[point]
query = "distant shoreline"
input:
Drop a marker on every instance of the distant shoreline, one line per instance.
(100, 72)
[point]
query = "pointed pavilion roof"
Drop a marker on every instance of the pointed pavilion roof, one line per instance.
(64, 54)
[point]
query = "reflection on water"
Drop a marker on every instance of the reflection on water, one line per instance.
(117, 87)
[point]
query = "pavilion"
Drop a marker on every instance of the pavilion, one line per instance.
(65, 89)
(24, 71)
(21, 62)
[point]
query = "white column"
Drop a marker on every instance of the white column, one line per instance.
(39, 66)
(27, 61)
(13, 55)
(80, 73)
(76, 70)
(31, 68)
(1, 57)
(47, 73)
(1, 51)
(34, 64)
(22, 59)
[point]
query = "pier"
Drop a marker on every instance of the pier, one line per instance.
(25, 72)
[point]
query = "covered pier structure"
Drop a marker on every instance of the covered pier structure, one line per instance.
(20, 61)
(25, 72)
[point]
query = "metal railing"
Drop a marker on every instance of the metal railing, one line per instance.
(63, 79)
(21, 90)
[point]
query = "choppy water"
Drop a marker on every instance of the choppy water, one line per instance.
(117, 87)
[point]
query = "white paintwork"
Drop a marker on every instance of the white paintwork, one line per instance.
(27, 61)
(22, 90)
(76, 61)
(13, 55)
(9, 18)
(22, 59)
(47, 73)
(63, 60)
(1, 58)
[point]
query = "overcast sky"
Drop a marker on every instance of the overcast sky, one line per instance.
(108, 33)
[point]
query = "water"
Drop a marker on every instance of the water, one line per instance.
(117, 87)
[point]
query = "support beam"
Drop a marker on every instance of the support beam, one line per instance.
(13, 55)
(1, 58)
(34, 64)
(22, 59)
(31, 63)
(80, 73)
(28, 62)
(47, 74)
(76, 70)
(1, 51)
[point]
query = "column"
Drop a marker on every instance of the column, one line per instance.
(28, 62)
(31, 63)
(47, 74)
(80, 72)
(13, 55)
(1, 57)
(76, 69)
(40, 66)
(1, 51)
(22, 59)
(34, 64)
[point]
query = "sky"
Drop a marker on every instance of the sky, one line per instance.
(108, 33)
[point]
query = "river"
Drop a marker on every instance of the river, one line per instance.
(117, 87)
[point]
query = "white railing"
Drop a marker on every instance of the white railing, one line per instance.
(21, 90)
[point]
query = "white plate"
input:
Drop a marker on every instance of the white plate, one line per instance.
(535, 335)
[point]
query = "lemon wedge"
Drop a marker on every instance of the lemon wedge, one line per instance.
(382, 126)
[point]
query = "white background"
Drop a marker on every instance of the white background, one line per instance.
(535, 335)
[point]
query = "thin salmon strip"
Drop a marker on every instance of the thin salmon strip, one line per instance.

————————

▶ **Requirement**
Every line of the data should be output exactly as it was given.

▶ **Response to this task**
[point]
query = "distant shoreline"
input:
Drop a marker on every instance of the distant shoreline, one line per instance.
(100, 72)
[point]
query = "pointed pavilion roof"
Drop a marker on every instance of the pointed pavilion roof, one line per instance.
(64, 54)
[point]
query = "reflection on water"
Drop a marker on every instance of the reflection on water, one line per instance.
(117, 87)
[point]
query = "pavilion"
Drop a marker on every instance of the pavilion, one line per instance.
(65, 89)
(24, 71)
(21, 62)
[point]
query = "white column"
Drop a marker on every instance of the white column, one line per instance.
(39, 66)
(27, 61)
(13, 55)
(80, 73)
(76, 70)
(31, 68)
(1, 57)
(47, 73)
(1, 51)
(34, 64)
(22, 59)
[point]
query = "pier"
Drop a marker on every instance of the pier, one line per instance.
(25, 72)
[point]
query = "covered pier structure"
Drop a marker on every instance of the covered pier structure, one line per instance.
(20, 61)
(25, 72)
[point]
query = "metal railing"
Drop a marker on every instance of the metal railing, one line per instance.
(63, 79)
(21, 90)
[point]
query = "choppy water"
Drop a marker on every instance of the choppy water, one line per instance.
(117, 87)
[point]
query = "white paintwork"
Drop a marker on every instance of the white paintwork, one line per instance.
(27, 61)
(22, 90)
(76, 61)
(13, 55)
(9, 18)
(22, 59)
(47, 73)
(63, 60)
(1, 58)
[point]
query = "overcast sky"
Drop a marker on every instance of the overcast sky, one line per instance.
(108, 33)
[point]
query = "water"
Drop a marker on every instance of the water, one line per instance.
(117, 87)
[point]
query = "support beam"
Drop a marker on every instance of the support beam, one line per instance.
(13, 55)
(1, 58)
(34, 64)
(22, 59)
(31, 63)
(80, 73)
(28, 62)
(47, 74)
(76, 70)
(1, 51)
[point]
query = "column"
Drop a marker on every instance of the column, one line per instance.
(28, 62)
(31, 63)
(47, 74)
(80, 72)
(13, 55)
(1, 57)
(76, 69)
(40, 66)
(1, 51)
(22, 59)
(34, 64)
[point]
query = "sky"
Drop a marker on every instance of the sky, one line per instance.
(108, 33)
[point]
query = "river"
Drop a marker on every instance of the river, one line per instance.
(117, 87)
[point]
query = "white railing"
Drop a marker on every instance of the white railing, one line per instance.
(21, 90)
[point]
query = "white plate"
input:
Drop a marker on every instance of the white plate, one line per instance.
(535, 335)
[point]
query = "lemon wedge"
Drop a marker on every instance of the lemon wedge, one line per instance.
(382, 126)
[point]
query = "white background"
Drop a marker on every instance of the white background, one line per instance.
(535, 335)
[point]
query = "thin salmon strip"
Drop a marker on every instance of the thin salmon strip, one line per instance.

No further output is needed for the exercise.